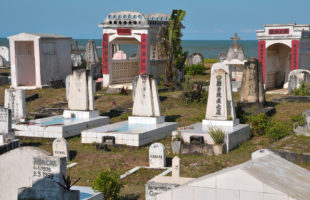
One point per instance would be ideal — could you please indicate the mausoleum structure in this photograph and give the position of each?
(144, 126)
(37, 59)
(265, 176)
(281, 49)
(127, 27)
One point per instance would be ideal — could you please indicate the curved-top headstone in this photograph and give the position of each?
(157, 156)
(4, 52)
(296, 77)
(220, 104)
(146, 99)
(60, 148)
(221, 57)
(195, 58)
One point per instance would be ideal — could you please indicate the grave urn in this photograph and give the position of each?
(218, 149)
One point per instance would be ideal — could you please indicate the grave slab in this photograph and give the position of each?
(129, 134)
(145, 126)
(57, 126)
(234, 135)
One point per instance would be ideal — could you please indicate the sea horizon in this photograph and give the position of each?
(208, 48)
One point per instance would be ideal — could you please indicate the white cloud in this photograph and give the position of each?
(248, 30)
(218, 30)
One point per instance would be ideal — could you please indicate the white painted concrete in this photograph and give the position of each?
(37, 59)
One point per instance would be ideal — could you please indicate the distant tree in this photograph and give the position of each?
(171, 42)
(109, 183)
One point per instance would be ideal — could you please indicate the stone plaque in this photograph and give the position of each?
(48, 167)
(15, 100)
(195, 58)
(146, 99)
(76, 60)
(60, 148)
(4, 52)
(176, 166)
(157, 156)
(5, 120)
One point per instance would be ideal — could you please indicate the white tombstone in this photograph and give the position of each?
(296, 77)
(15, 100)
(5, 120)
(176, 166)
(220, 107)
(146, 100)
(4, 52)
(157, 156)
(60, 148)
(81, 91)
(31, 168)
(76, 60)
(2, 61)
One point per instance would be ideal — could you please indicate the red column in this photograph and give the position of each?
(295, 55)
(105, 53)
(262, 55)
(143, 54)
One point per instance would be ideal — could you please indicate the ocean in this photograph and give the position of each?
(208, 48)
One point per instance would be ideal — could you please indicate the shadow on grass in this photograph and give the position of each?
(162, 98)
(34, 144)
(172, 118)
(130, 197)
(112, 113)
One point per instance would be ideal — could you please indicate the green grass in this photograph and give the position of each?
(91, 162)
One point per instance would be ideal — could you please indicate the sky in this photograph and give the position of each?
(204, 20)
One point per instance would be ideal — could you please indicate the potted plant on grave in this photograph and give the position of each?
(177, 141)
(218, 136)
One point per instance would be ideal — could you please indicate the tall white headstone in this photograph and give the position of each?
(146, 99)
(176, 166)
(220, 105)
(5, 120)
(60, 148)
(4, 52)
(157, 156)
(15, 100)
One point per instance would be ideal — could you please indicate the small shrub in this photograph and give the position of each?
(277, 130)
(216, 134)
(194, 93)
(299, 119)
(198, 69)
(109, 183)
(178, 136)
(303, 90)
(258, 123)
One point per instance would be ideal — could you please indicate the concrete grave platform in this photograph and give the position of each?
(234, 135)
(128, 134)
(57, 126)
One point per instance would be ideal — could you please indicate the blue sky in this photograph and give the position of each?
(205, 20)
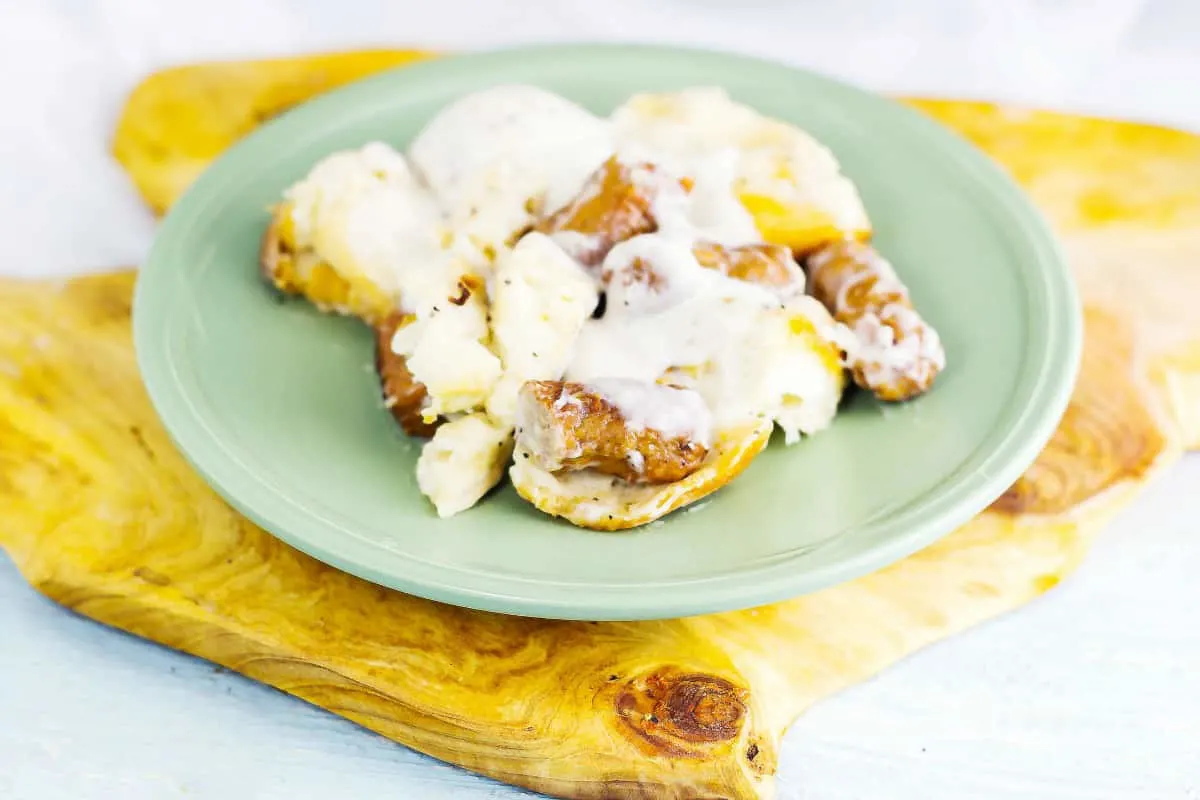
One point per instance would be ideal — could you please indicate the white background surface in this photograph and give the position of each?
(1090, 693)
□ □ □ □ □
*Task directions*. Print the full listing exactly, dropping the pictures.

*Task output*.
One point per instance would be ideal — could you please indicate the mausoleum structure in this photograph and give the position of each?
(144, 126)
(37, 59)
(265, 176)
(281, 49)
(127, 27)
One point per instance would be ideal — could you please indicate the curved-top headstone in this photograph and give the position of each?
(157, 156)
(4, 52)
(296, 77)
(220, 104)
(146, 99)
(60, 148)
(221, 57)
(195, 58)
One point per instance would be ideal — could you please indicate the grave urn in this photograph and give the position of each?
(218, 149)
One point per instance would be ideal — could you please indicate the grave slab in this photograph and give the position of each?
(129, 134)
(145, 126)
(57, 126)
(234, 135)
One point per instance would be ideal — could you please indicate the sea horizon in this photograph and give the position of each?
(208, 48)
One point per instance would be ideal — could you please indicate the white cloud in this photograph and give the position of each?
(248, 30)
(218, 30)
One point per instance would be ideal — could you please indicate the white painted concrete in this photograph and give the position of each?
(37, 59)
One point per instance would be ideal — could you please indicate the distant tree in this photograph and give the position of each?
(171, 42)
(109, 183)
One point per instance would be ideal — could you please indicate the stone plaque in this photograph and give the position of each?
(48, 167)
(15, 100)
(195, 58)
(146, 99)
(76, 60)
(60, 148)
(4, 52)
(176, 166)
(157, 156)
(5, 120)
One point per instance would be ideal — could you please indicate the white tombstone in this photograph and give the position of each?
(296, 77)
(15, 100)
(5, 120)
(176, 166)
(220, 107)
(146, 100)
(4, 52)
(157, 156)
(60, 148)
(81, 91)
(31, 168)
(76, 60)
(2, 61)
One point per instance would be ideal — could you please indicate the red column in this photograph and give the position of each?
(295, 55)
(105, 53)
(262, 55)
(143, 54)
One point per instance would be ideal — could you please indicate the ocean in this photograph and give the position of each?
(208, 48)
One point per instance would be ideal — could you please indicate the shadow on grass in this photograph and give the position of each?
(162, 98)
(34, 144)
(172, 118)
(130, 197)
(112, 113)
One point per instance would be ideal — could you please indicate the green grass in this photograph and give the position of each?
(91, 162)
One point per instance would be ideal — could you please indicate the sky in this photograph and give the position of each?
(204, 20)
One point per instance would be ideal — could you please indicate the potted plant on grave in this photograph and give the position of each?
(177, 141)
(218, 136)
One point per instance would be ideal — could you please indicate the tall white headstone in this photograph and give the position of each?
(146, 99)
(176, 166)
(220, 105)
(5, 120)
(60, 148)
(4, 52)
(157, 156)
(15, 100)
One point per instance would be ideal — could you please indicate the small shrub in this photograph and give the position of each?
(277, 130)
(216, 134)
(194, 93)
(299, 119)
(198, 69)
(109, 183)
(178, 136)
(303, 90)
(258, 123)
One point per instance would be ideal — could you please indicate the concrete grave platform in this photograph and give the position of each?
(234, 135)
(128, 134)
(57, 126)
One point per instance would be ideal — could you please indicate the blue sky in this photograph and give the position of each?
(205, 20)
One point per instance would be ideal — could you please indicate the white background surface in this photograph and give the position of each?
(1090, 693)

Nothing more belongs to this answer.